Exercise material START

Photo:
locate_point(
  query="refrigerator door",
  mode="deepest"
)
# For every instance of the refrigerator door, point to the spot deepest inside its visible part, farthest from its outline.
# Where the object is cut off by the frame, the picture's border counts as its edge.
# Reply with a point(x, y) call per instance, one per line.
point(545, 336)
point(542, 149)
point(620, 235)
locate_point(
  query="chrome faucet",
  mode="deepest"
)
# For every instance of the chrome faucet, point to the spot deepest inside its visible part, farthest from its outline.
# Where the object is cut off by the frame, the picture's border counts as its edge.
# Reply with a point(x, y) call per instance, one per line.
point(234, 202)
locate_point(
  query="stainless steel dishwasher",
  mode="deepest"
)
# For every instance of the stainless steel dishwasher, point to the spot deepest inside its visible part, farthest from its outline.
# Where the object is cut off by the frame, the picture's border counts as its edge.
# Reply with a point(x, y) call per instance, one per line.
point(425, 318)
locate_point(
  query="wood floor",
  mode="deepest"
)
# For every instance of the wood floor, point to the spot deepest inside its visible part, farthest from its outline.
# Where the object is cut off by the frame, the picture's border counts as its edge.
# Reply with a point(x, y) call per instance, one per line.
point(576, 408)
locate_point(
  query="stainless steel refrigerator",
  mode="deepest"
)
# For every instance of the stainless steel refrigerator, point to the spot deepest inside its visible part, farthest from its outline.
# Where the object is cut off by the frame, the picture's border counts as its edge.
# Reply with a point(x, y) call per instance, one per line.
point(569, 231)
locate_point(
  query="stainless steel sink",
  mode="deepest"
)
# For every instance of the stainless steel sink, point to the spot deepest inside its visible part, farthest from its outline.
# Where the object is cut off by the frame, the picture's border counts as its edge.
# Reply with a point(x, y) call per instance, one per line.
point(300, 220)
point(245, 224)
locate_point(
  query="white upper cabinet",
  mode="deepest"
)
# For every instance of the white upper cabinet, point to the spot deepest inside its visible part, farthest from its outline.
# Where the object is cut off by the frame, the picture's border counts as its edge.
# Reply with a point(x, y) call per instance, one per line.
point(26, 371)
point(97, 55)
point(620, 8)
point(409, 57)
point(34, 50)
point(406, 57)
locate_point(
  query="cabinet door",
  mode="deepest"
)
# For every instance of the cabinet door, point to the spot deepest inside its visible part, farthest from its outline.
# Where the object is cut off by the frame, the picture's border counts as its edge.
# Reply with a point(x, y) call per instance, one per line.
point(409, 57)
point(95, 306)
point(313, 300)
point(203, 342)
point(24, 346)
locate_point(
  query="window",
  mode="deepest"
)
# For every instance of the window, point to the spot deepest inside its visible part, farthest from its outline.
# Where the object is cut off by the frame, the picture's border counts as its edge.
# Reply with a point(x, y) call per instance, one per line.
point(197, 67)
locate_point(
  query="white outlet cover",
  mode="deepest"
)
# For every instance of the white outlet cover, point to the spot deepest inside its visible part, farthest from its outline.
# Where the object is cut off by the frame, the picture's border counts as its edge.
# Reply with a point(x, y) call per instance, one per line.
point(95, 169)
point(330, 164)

Exercise material END

§ What you have to do: Every line above must be reproduced exactly as it stands.

§ Result:
Photo:
locate_point(
  query="refrigerator door",
  mode="deepest"
)
# For every instance of the refrigerator door, point to the spot deepest inside its visible part, farthest from its outline.
# Where the object is cut off by the frame, the picture's border counts as its edge.
# Reply with a point(x, y) call per instance, one per line.
point(545, 336)
point(542, 149)
point(620, 235)
locate_point(
  query="chrome faucet",
  mode="deepest"
)
# For every instance of the chrome faucet, point to the spot deepest inside its visible part, farthest from its outline.
# Where the object is cut off by the frame, the picture's border counts as its edge.
# Reply with a point(x, y) call per instance, one per line.
point(234, 202)
locate_point(
  query="stainless steel dishwasher",
  mode="deepest"
)
# For every instance of the stainless steel dishwasher, point to the spot deepest inside its visible part, farthest from its outline.
# Where the object is cut off by the frame, the picture's border counts as its edge.
# Reply with a point(x, y) call per instance, one per line.
point(425, 318)
locate_point(
  query="wood floor",
  mode="deepest"
)
# For every instance of the wood floor, point to the spot deepest inside its visible part, farthest from its outline.
# Where the object is cut off by the frame, the picture's border counts as its edge.
# Reply with a point(x, y) call per instance, one per line.
point(576, 408)
locate_point(
  query="stainless steel refrigerator",
  mode="deepest"
)
# For every instance of the stainless steel refrigerator, point to the spot deepest inside its visible part, farthest from its outline.
# Where the object is cut off by the frame, the picture's border counts as its edge.
# Reply with a point(x, y) call per instance, one per line.
point(569, 231)
locate_point(
  query="stainless steel sink",
  mode="deepest"
)
# For every instance of the stainless steel sink, point to the spot deepest inside its visible part, farthest from its outline.
# Where the object is cut off by the frame, the picture's border counts as its edge.
# Reply with a point(x, y) call per instance, one per line.
point(300, 220)
point(245, 224)
locate_point(
  query="white upper cabinet",
  mode="deepest"
)
# For every instance of the white upper cabinet, point to the spot deepest inside its visible part, farthest from its outline.
# Where the object is cut off by the frame, the picture's border counts as its edge.
# Reply with a point(x, y) call per instance, one per line.
point(26, 371)
point(97, 55)
point(620, 8)
point(409, 57)
point(34, 50)
point(406, 57)
locate_point(
  query="cabinet door",
  mode="deepest"
)
# For every instance of the cabinet door, point to the spot deepest inside its visible part, farthest from its outline.
# Where the object is cut off by the frame, the picture's border counts as its edge.
# Reply with a point(x, y) call per instance, one per line.
point(409, 57)
point(95, 306)
point(313, 300)
point(203, 342)
point(24, 346)
locate_point(
  query="window",
  mode="deepest"
)
# For every instance of the window, point to the spot deepest inside its visible part, farthest from its outline.
# Where the object is cut off by the frame, the picture's border counts as its edge.
# Reply with a point(x, y) call per instance, one per line.
point(197, 67)
locate_point(
  query="white outlet cover",
  mode="deepest"
)
# For every instance of the white outlet cover, point to the spot deepest inside its visible part, farthest from its outline.
# Where the object is cut off by the frame, the picture's border counts as its edge.
# Reply with a point(x, y) call per instance, one per line.
point(95, 169)
point(330, 164)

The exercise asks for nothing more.